→ Recorded information:
──────────
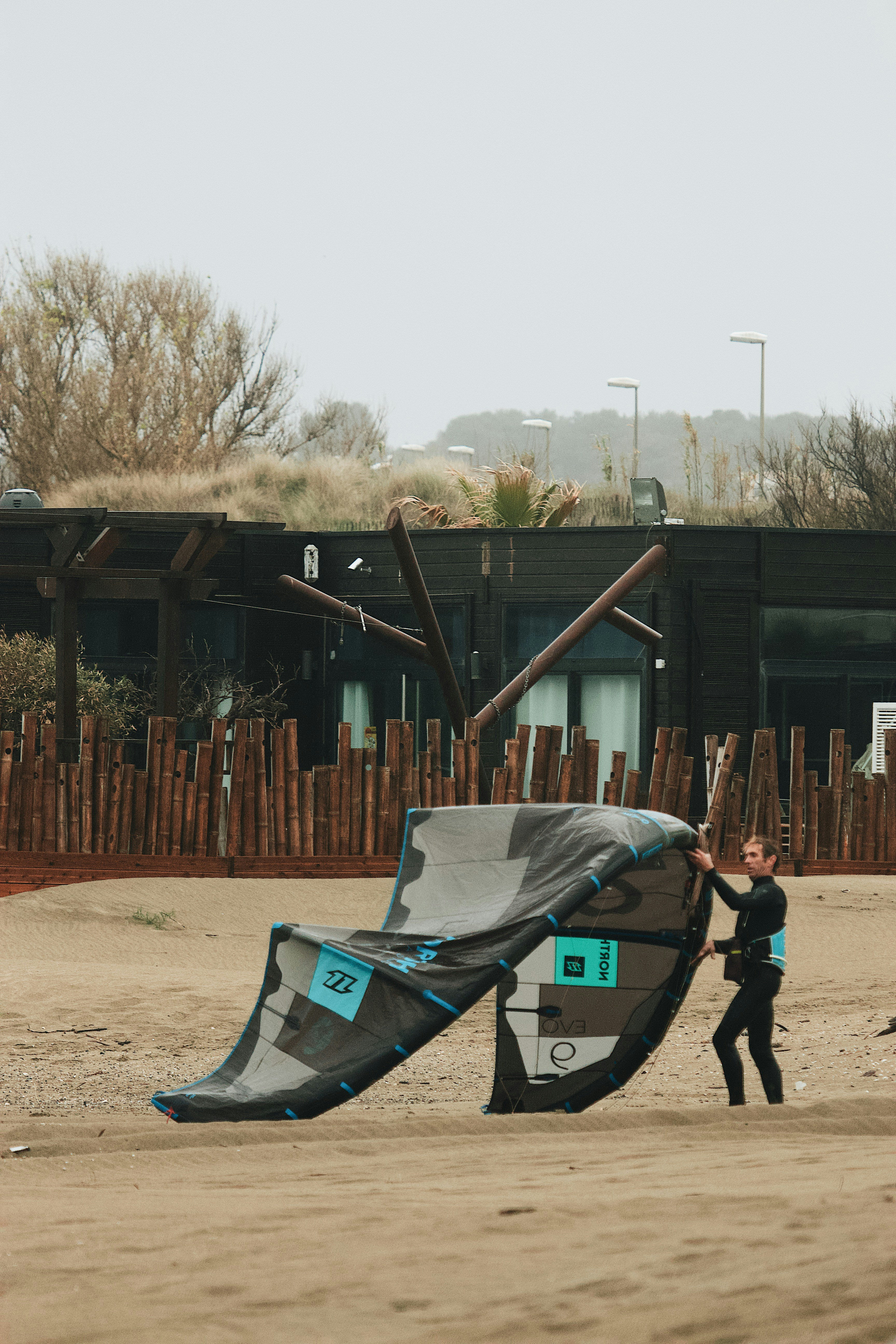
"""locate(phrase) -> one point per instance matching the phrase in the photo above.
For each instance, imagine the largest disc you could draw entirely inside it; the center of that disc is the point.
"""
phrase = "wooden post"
(369, 807)
(733, 819)
(49, 806)
(293, 816)
(405, 767)
(435, 744)
(29, 756)
(555, 752)
(356, 787)
(139, 819)
(383, 808)
(37, 808)
(565, 780)
(683, 806)
(393, 752)
(74, 807)
(472, 738)
(797, 767)
(538, 780)
(112, 828)
(825, 820)
(66, 640)
(712, 761)
(523, 733)
(593, 771)
(188, 832)
(659, 772)
(62, 808)
(7, 740)
(345, 759)
(100, 784)
(617, 779)
(577, 783)
(236, 797)
(321, 808)
(674, 771)
(870, 815)
(179, 780)
(335, 807)
(847, 804)
(810, 791)
(757, 784)
(459, 760)
(511, 772)
(202, 780)
(85, 780)
(127, 810)
(858, 828)
(217, 783)
(264, 843)
(633, 784)
(880, 816)
(890, 775)
(307, 812)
──────────
→ Task prompt:
Beginning with the line that holds "For each instance, imagine", please give again each line exactly until the records end, and include that final line.

→ Response area:
For each instance, imagine the largest disc you could draw entirely inside it; the center of that disc is the point.
"""
phrase = "wooden post"
(369, 807)
(733, 819)
(49, 806)
(293, 816)
(405, 767)
(435, 744)
(29, 756)
(555, 752)
(356, 787)
(139, 819)
(383, 808)
(37, 808)
(565, 780)
(683, 806)
(393, 752)
(74, 807)
(472, 738)
(797, 767)
(538, 780)
(112, 828)
(825, 820)
(66, 640)
(712, 761)
(523, 733)
(593, 771)
(188, 832)
(659, 772)
(62, 808)
(7, 740)
(345, 759)
(100, 784)
(617, 779)
(577, 783)
(236, 797)
(321, 808)
(674, 771)
(870, 815)
(179, 780)
(335, 807)
(847, 804)
(810, 791)
(757, 784)
(459, 760)
(511, 772)
(202, 780)
(85, 780)
(127, 810)
(858, 828)
(217, 783)
(264, 843)
(633, 784)
(880, 816)
(890, 775)
(307, 812)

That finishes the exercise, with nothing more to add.